- **Written request a**:
Summarize the forum thread on MRV in three sentences.

################

# mrv



## morgan79 (Oct 9, 2007)

i have a new hr24-100 in l.room & hr-20-700 in b room.. i dont have the swm set up.can u get mrv without this swm set up...and does both receivers have to be hooked up to the internet..the one in bedroom has no internet access...thanks for the help.....


----------



## jdspencer (Nov 8, 2003)

Unsupported MRV mode is when you connect each DVR to a router using ethernet which is connected to the internet. You need all DVRs to be connected in order for MRV to work between them. If one DVR doesn't have network access then you need the DECA method. I'm sure someone here will guide you on this. I just have my two DVRs connected via ethernet.


----------



## litzdog911 (Jun 23, 2004)

It's getting hard to activate do-it-yourself (non-supported) Whole Home DVR setups. But you can find all the information you need here ....
http://www.dbstalk.com/showthread.php?t=177590

Ideally, though, you should call DirecTV and request the fully supported Whole DVR upgrade installation and activation.


----------



## morgan79 (Oct 9, 2007)

since the one in the bedroom has no internet access could i do the wireless cinema hookup.& have the mrv work then...

################

- **Written request b**:
Return every line of the listing that contains the string "wearing", treating case as significant.

################

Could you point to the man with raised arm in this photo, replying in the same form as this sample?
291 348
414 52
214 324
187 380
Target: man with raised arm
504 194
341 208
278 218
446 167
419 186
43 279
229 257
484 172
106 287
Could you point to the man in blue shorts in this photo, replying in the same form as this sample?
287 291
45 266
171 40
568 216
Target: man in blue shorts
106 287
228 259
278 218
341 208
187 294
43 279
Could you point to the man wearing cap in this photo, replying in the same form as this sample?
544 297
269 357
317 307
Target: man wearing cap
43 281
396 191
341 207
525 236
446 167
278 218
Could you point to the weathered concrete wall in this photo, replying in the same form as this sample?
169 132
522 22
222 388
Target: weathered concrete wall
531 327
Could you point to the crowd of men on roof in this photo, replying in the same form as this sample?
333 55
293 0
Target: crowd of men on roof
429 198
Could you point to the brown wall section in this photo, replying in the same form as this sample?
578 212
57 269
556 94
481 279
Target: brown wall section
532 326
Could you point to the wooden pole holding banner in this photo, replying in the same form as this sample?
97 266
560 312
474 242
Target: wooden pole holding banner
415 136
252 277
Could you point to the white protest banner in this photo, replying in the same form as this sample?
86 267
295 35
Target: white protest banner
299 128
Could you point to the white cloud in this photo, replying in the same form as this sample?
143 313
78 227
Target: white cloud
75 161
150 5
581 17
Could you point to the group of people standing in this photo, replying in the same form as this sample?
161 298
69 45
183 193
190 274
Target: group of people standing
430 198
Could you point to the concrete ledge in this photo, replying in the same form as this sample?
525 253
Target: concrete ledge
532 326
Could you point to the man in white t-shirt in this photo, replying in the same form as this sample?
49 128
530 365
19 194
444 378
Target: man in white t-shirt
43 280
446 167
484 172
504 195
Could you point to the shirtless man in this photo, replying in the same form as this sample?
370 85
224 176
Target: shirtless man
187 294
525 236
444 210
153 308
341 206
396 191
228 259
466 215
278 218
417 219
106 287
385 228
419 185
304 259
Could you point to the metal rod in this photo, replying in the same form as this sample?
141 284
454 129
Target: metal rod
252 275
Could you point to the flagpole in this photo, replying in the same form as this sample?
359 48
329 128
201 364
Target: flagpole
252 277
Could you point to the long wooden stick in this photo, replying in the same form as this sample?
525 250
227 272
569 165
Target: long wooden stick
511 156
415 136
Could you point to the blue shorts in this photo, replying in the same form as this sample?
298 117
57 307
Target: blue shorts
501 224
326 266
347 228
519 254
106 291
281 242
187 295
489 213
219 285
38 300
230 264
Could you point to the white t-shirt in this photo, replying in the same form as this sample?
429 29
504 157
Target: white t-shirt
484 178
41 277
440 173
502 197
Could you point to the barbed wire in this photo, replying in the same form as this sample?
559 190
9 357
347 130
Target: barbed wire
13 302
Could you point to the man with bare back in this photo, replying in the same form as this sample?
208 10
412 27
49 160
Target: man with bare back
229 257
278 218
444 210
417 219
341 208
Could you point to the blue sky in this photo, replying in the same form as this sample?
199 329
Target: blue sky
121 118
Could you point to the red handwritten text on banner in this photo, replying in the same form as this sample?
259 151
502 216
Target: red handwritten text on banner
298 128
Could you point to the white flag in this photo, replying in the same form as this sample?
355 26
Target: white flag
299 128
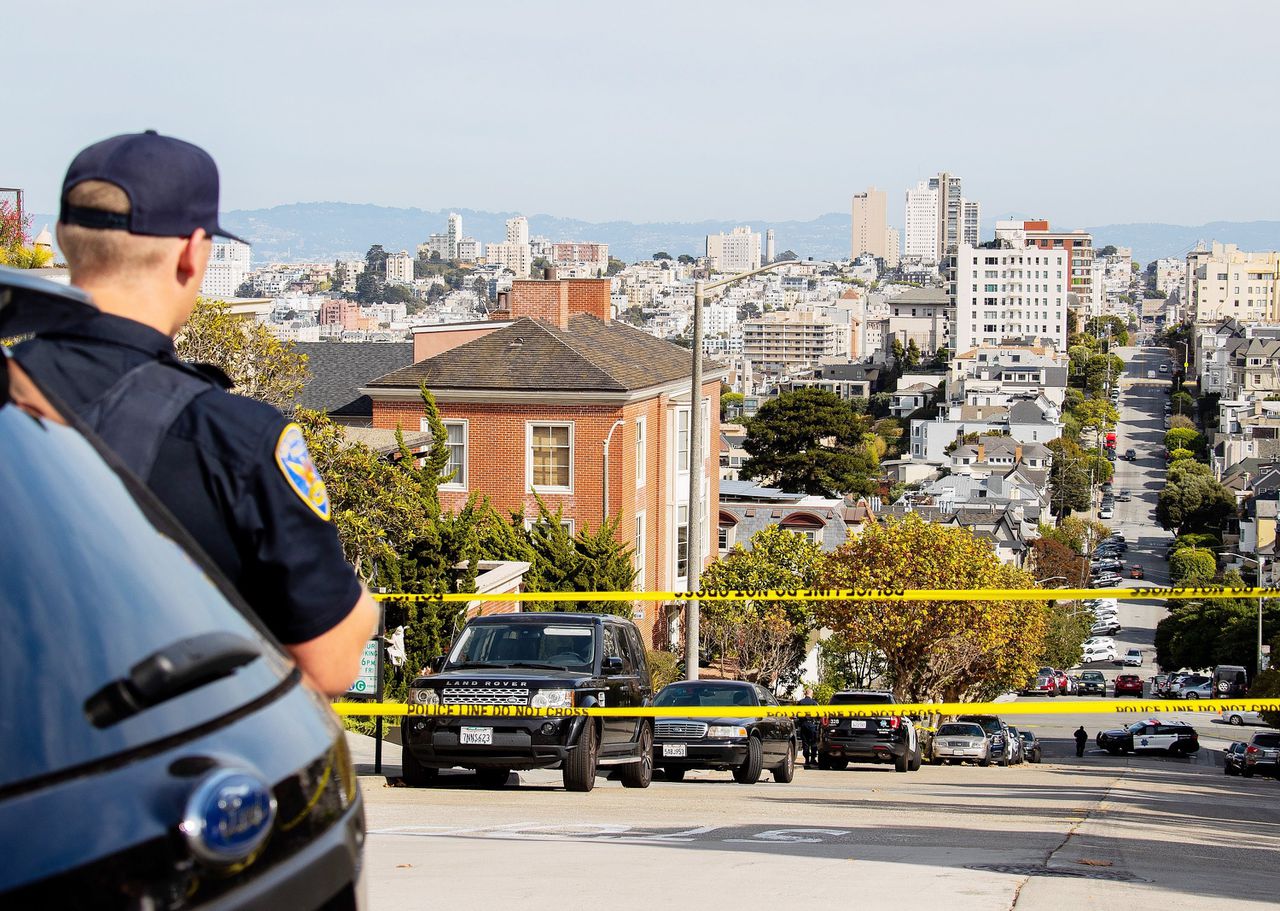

################

- **Output a**:
A user with a new HR24-100 and an HR20-700, and no SWM setup, asks whether MRV can work without SWM and whether both receivers need internet access, since the bedroom one has none. Replies explain that unsupported MRV requires each DVR to be connected by ethernet to an internet-connected router, that a DVR without network access needs the DECA method, and that calling DirecTV for the fully supported Whole DVR upgrade installation and activation is the ideal route. The user then asks whether a wireless cinema hookup would let MRV work with the bedroom receiver.

- **Output b**:
Could you point to the man wearing cap in this photo, replying in the same form as this sample?
Target: man wearing cap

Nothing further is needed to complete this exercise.